**PROBLEM REQUIREMENTS:** Put each line of the data, from the line containing "of the crack" through the end of the data, into a JSON list of strings with one string per line. Leave out blank lines.

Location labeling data
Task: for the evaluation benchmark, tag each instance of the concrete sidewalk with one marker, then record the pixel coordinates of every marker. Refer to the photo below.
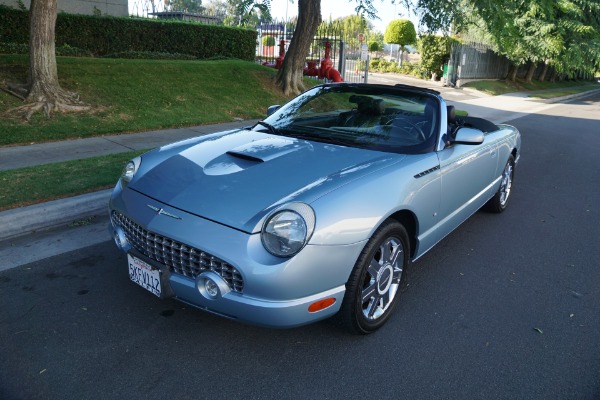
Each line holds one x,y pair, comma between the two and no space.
22,221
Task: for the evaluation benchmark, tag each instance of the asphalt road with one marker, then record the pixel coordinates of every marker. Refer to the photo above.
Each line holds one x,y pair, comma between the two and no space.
506,307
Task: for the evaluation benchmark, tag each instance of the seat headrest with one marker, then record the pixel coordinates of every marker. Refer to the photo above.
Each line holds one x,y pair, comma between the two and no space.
451,114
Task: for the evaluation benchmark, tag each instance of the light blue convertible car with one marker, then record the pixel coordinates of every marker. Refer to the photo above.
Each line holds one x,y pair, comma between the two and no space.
316,210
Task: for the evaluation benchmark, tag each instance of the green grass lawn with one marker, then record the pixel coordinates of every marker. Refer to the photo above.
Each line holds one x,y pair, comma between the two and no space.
139,95
25,186
498,87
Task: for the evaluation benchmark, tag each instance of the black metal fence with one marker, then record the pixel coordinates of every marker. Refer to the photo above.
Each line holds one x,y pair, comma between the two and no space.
476,61
273,37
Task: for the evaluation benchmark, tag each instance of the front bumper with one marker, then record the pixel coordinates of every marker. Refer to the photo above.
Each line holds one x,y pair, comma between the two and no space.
274,292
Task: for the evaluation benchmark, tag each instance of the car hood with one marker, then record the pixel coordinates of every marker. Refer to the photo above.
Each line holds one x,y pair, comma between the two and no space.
236,178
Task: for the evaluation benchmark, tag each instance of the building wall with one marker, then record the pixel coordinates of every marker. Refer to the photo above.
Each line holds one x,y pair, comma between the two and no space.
118,8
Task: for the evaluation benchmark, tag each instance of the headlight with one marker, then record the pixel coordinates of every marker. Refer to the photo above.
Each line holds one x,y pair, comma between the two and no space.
130,170
288,229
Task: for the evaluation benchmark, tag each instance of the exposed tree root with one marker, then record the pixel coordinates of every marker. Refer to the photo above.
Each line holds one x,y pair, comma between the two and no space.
44,98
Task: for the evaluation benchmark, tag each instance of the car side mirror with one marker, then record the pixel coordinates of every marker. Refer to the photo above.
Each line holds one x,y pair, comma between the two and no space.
467,136
272,109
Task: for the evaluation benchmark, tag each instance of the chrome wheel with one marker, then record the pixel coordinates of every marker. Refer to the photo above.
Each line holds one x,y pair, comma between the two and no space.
382,278
499,202
373,288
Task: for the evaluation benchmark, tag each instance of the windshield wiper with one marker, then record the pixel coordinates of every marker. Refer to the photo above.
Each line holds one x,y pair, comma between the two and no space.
270,127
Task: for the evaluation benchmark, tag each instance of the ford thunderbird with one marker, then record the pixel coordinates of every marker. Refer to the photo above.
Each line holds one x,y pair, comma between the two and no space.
317,210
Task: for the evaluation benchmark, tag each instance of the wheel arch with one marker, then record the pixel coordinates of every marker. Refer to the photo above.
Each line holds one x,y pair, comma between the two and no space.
409,220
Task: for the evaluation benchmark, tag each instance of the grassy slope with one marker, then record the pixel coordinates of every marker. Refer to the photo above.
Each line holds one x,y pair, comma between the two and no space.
138,95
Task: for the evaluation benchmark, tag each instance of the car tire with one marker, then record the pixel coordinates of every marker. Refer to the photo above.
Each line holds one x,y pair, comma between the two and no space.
498,203
373,288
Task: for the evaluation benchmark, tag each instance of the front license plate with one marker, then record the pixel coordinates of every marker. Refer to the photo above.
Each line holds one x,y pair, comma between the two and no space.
144,275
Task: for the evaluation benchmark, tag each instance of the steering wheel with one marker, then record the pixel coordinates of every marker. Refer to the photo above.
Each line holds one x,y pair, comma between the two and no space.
413,129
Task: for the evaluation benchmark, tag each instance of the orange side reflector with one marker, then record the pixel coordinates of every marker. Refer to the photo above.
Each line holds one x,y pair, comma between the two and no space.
321,304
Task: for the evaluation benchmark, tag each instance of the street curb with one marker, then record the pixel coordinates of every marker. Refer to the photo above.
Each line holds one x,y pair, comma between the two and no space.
23,221
567,97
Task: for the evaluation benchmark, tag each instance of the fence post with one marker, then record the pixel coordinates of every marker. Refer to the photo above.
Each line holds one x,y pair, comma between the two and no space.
342,60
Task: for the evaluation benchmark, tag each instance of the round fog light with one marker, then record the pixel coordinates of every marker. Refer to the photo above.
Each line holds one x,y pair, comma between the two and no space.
211,285
211,288
121,240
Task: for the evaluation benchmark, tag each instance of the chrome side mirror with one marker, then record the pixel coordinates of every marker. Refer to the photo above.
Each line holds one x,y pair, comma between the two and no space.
272,109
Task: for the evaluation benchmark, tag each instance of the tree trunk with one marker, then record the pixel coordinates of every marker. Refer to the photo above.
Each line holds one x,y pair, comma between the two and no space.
289,77
512,73
42,90
530,72
544,72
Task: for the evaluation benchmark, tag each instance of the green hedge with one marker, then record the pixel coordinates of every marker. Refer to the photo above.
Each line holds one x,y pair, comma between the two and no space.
102,35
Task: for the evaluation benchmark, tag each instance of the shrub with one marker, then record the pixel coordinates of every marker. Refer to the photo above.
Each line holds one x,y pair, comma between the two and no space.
102,35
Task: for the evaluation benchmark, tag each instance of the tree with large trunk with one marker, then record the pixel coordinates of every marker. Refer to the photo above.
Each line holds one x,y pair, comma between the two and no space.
42,92
289,77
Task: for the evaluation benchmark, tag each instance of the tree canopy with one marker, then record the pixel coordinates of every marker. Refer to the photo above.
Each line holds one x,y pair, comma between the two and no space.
562,33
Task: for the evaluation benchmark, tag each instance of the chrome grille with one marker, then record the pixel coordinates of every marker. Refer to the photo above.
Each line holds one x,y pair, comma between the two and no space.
180,258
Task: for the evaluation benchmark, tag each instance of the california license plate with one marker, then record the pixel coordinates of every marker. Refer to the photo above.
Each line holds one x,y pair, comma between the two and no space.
144,275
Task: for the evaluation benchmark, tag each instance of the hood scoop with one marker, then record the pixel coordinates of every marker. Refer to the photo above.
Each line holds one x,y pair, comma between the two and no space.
251,154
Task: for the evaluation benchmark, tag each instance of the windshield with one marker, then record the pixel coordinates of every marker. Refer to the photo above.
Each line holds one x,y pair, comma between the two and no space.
377,118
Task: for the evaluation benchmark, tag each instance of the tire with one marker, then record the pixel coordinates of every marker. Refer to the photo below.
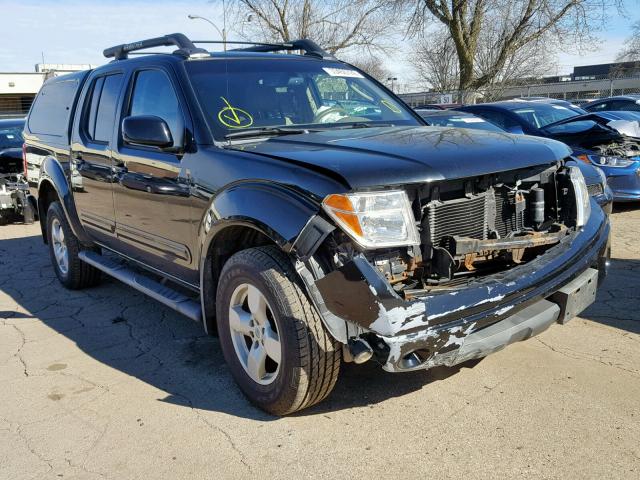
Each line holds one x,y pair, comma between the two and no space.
309,357
73,273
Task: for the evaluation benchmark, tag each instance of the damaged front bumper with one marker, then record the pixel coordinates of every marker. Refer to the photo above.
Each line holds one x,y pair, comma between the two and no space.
447,328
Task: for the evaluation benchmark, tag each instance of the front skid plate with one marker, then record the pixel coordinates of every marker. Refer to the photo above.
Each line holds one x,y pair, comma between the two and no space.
563,305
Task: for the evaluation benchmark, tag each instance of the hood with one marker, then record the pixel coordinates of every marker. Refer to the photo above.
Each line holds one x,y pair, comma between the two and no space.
367,157
625,123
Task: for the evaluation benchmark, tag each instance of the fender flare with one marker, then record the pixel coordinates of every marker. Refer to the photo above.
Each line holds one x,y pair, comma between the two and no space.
278,212
52,172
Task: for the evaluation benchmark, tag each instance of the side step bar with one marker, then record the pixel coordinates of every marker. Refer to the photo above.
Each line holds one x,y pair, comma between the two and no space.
169,297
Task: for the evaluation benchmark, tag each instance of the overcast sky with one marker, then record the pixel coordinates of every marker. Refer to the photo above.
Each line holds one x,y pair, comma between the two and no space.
72,31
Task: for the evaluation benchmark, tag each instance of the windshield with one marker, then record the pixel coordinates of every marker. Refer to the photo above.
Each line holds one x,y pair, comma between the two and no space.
461,121
239,93
544,114
10,137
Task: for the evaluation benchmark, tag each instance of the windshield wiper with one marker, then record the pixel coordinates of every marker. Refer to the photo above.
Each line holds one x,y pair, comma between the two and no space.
265,131
362,125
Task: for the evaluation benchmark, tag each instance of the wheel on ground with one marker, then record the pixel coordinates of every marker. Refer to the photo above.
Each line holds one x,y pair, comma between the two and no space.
64,248
271,336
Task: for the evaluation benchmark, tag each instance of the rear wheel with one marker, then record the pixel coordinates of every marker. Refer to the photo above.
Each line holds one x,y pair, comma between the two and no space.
64,248
272,338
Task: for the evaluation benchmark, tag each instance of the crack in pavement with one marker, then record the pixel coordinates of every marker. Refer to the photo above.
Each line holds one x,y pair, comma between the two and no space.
585,356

**TASK SOLUTION:**
[
  "Task: for the evaluation benchmark, tag each instance of the crack in pavement with one marker, then record the pixel coordinates of every marker. Refer to the photo above.",
  "Each line holds one x,y pair, comma between the two and no space.",
  "585,356"
]